* **Dataset content**
[Start of section]
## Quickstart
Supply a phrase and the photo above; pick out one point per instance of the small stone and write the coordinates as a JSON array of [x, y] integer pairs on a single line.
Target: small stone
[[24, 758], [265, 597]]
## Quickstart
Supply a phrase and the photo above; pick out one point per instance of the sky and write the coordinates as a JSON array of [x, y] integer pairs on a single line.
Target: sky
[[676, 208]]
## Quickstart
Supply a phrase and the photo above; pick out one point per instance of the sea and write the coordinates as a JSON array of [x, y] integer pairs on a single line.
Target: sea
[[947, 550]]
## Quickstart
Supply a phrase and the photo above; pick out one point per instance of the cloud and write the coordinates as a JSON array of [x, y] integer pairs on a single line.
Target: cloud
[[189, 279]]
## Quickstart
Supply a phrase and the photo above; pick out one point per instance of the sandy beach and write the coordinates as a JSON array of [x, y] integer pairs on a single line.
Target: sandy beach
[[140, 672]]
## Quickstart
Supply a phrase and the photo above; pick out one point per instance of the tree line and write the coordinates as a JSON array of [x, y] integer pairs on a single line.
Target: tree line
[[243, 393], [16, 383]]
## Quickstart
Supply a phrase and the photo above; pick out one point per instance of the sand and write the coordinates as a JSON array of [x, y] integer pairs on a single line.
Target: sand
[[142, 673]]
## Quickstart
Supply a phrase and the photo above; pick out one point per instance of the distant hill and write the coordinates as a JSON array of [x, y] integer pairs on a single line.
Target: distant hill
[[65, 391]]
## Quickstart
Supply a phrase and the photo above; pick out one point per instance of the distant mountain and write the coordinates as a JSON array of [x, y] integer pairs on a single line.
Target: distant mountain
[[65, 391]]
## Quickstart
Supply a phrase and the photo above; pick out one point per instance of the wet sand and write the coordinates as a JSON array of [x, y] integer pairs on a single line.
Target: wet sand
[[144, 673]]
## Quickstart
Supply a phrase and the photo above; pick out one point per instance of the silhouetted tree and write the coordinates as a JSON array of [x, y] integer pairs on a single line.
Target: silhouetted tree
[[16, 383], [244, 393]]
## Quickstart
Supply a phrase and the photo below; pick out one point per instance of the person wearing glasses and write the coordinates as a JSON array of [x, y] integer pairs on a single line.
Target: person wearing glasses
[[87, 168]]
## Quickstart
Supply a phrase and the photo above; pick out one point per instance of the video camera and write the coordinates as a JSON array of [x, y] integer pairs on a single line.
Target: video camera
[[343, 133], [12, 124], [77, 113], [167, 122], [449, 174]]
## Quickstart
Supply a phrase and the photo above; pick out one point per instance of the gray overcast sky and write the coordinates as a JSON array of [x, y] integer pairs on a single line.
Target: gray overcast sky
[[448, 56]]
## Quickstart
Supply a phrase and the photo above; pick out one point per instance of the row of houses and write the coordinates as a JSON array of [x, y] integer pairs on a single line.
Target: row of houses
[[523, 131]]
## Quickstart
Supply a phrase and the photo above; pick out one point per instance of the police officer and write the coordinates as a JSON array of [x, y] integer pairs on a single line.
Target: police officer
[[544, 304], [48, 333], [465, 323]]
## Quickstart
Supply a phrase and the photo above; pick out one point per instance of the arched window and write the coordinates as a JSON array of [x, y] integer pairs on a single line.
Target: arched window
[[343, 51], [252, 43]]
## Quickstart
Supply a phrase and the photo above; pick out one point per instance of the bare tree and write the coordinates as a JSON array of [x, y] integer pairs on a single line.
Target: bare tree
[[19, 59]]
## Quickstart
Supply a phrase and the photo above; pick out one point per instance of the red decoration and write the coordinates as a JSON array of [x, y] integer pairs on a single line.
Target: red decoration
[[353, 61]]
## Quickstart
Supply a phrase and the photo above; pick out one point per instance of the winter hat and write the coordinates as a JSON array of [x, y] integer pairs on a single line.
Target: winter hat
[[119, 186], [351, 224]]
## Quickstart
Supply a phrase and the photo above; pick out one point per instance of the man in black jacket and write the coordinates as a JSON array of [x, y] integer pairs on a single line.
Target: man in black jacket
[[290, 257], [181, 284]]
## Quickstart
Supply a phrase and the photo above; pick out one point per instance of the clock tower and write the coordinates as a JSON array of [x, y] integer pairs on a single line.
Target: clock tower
[End of section]
* **Task objective**
Each line from the start of the listing above through the line containing "the distant mountain" must be reproduced exactly. Leave out the rest.

* **Task solution**
## Quickstart
Supply a phrase and the photo above; pick out one point per instance of the small stone and write the coordinates as a JSON array of [x, y] integer pairs on a single line.
Target: small stone
[[24, 758], [265, 597]]
## Quickstart
Supply a phrase and the photo above; pick out one point per instance of the sky and write the coordinates as a JSON array of [x, y] integer pairs on a single line.
Target: sky
[[676, 208]]
## Quickstart
Supply a phrase and the photo above; pick out one point per instance of the sea and write the coordinates as a JSON array of [x, y] integer pairs on a single line.
Target: sea
[[947, 550]]
## Quickstart
Supply a phrase and the photo above; pick out one point per instance of the cloud and write the coordinates as a JSON array of [x, y] integer pairs on a single line.
Target: cloud
[[189, 279]]
## Quickstart
Supply a phrase and the photo above; pick out one point per instance of the sandy beach and write the coordinates as a JSON array of [x, y] integer pairs on a single line.
Target: sandy beach
[[140, 672]]
## Quickstart
Supply a phrase and the photo above; pick out one point per instance of the tree line and write the coordinates as a JSON array of [x, y] integer pairs on a single line.
Target: tree line
[[243, 393], [16, 383]]
## Quickstart
Supply a phrase and the photo above; pick out one point per instance of the sand and write the coordinates as a JSON array of [x, y] integer pairs on a single line.
Target: sand
[[142, 673]]
## Quickstart
Supply a phrase and the photo above; pick out one point per instance of the distant hill and write the coordinates as a JSON array of [x, y] integer pairs on a single line.
Target: distant hill
[[65, 391]]
## Quickstart
Supply a phrase and the photo above; pick out one point per instance of the distant mountain and write the coordinates as a JSON array of [x, y] integer pairs on a single line.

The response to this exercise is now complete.